Exercise details: From the first line to the last, copy the listing below word for word.

Data shown:
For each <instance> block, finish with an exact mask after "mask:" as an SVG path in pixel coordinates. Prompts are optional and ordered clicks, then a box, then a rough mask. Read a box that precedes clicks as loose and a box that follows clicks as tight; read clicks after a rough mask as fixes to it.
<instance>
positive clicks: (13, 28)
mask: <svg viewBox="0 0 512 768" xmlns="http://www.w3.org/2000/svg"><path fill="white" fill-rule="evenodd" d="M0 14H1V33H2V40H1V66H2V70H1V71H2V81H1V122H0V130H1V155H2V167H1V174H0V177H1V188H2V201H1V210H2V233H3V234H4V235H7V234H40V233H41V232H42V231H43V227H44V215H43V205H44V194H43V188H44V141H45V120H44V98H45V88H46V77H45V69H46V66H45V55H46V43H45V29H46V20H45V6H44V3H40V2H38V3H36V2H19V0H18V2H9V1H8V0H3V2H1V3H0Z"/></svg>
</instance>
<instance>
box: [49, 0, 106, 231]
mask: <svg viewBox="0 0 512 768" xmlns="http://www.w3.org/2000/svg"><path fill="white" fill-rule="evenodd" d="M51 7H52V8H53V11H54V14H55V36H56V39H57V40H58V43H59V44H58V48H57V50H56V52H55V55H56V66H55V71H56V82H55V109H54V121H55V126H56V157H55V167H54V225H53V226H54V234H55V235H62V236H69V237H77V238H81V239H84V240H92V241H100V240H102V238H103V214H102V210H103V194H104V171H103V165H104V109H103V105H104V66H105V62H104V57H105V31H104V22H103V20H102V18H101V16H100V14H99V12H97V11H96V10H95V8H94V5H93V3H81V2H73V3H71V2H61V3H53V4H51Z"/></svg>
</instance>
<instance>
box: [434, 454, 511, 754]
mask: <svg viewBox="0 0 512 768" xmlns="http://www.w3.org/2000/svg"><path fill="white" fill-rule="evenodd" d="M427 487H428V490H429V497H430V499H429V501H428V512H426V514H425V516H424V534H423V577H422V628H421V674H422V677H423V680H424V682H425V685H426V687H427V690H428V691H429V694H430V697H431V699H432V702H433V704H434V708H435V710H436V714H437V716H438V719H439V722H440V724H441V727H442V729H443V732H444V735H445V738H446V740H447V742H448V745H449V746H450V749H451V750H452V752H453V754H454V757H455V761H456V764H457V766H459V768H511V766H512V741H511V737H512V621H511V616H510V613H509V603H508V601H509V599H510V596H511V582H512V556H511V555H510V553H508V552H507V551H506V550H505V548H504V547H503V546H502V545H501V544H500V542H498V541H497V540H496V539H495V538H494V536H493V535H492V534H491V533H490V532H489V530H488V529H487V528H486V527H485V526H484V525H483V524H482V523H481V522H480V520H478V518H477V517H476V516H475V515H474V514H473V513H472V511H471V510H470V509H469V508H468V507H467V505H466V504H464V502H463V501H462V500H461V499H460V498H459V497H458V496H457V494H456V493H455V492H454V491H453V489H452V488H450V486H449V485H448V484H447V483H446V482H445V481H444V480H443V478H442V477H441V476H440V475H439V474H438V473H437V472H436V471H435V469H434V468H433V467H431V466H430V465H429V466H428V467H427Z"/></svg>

Reply to the exercise:
For each <instance> block, finish with an exact mask after "mask:" as an SVG path in pixel coordinates. Prompts are optional and ordered clicks, then a box, then a rough mask. Read a box that precedes clicks as loose and a box that follows clicks as tight; read clicks after a rough mask as fixes to it.
<instance>
positive clicks: (13, 28)
mask: <svg viewBox="0 0 512 768" xmlns="http://www.w3.org/2000/svg"><path fill="white" fill-rule="evenodd" d="M0 14H1V33H2V40H1V66H2V70H1V71H2V81H1V122H0V130H1V155H2V167H1V174H0V177H1V188H2V201H1V210H2V233H3V234H4V235H7V234H40V233H41V232H42V231H43V227H44V215H43V205H44V194H43V188H44V141H45V120H44V98H45V88H46V77H45V69H46V66H45V55H46V43H45V29H46V20H45V6H44V3H40V2H38V3H36V2H19V0H18V2H9V1H8V0H3V2H1V3H0Z"/></svg>
</instance>
<instance>
box: [49, 0, 106, 231]
mask: <svg viewBox="0 0 512 768" xmlns="http://www.w3.org/2000/svg"><path fill="white" fill-rule="evenodd" d="M51 7H52V8H53V11H54V14H55V36H56V39H57V40H58V43H59V44H58V48H57V50H56V52H55V55H56V66H55V71H56V82H55V109H54V121H55V126H56V157H55V167H54V225H53V226H54V234H55V235H62V236H69V237H77V238H81V239H84V240H92V241H100V240H102V238H103V214H102V210H103V194H104V171H103V165H104V109H103V105H104V66H105V62H104V57H105V31H104V22H103V20H102V18H101V16H100V14H99V12H97V11H96V10H95V8H94V5H93V3H81V2H73V3H71V2H61V3H53V4H51Z"/></svg>
</instance>
<instance>
box: [434, 454, 511, 754]
mask: <svg viewBox="0 0 512 768" xmlns="http://www.w3.org/2000/svg"><path fill="white" fill-rule="evenodd" d="M427 487H428V490H429V497H430V499H429V501H428V512H426V514H425V516H424V534H423V577H422V628H421V674H422V677H423V680H424V682H425V685H426V687H427V690H428V691H429V694H430V697H431V699H432V702H433V704H434V708H435V710H436V714H437V716H438V719H439V722H440V724H441V727H442V729H443V732H444V735H445V738H446V740H447V742H448V745H449V746H450V749H451V750H452V752H453V754H454V757H455V761H456V764H457V766H459V768H511V766H512V741H511V737H512V621H511V616H510V613H509V603H508V601H509V599H510V596H511V582H512V556H511V555H510V553H508V552H507V551H506V550H505V548H504V547H503V546H502V545H501V544H500V542H498V541H497V540H496V539H495V538H494V536H493V535H492V534H491V533H490V532H489V530H488V529H487V528H486V527H485V526H484V525H483V524H482V523H481V522H480V520H478V518H477V517H476V516H475V515H474V514H473V513H472V511H471V510H470V509H469V508H468V507H467V505H466V504H464V502H463V501H462V500H461V499H460V498H459V497H458V496H457V494H456V493H455V492H454V491H453V489H452V488H450V486H449V485H448V484H447V483H446V482H445V481H444V480H443V478H442V477H441V476H440V475H439V474H438V473H437V472H436V471H435V469H434V468H433V467H431V466H430V465H429V466H428V467H427Z"/></svg>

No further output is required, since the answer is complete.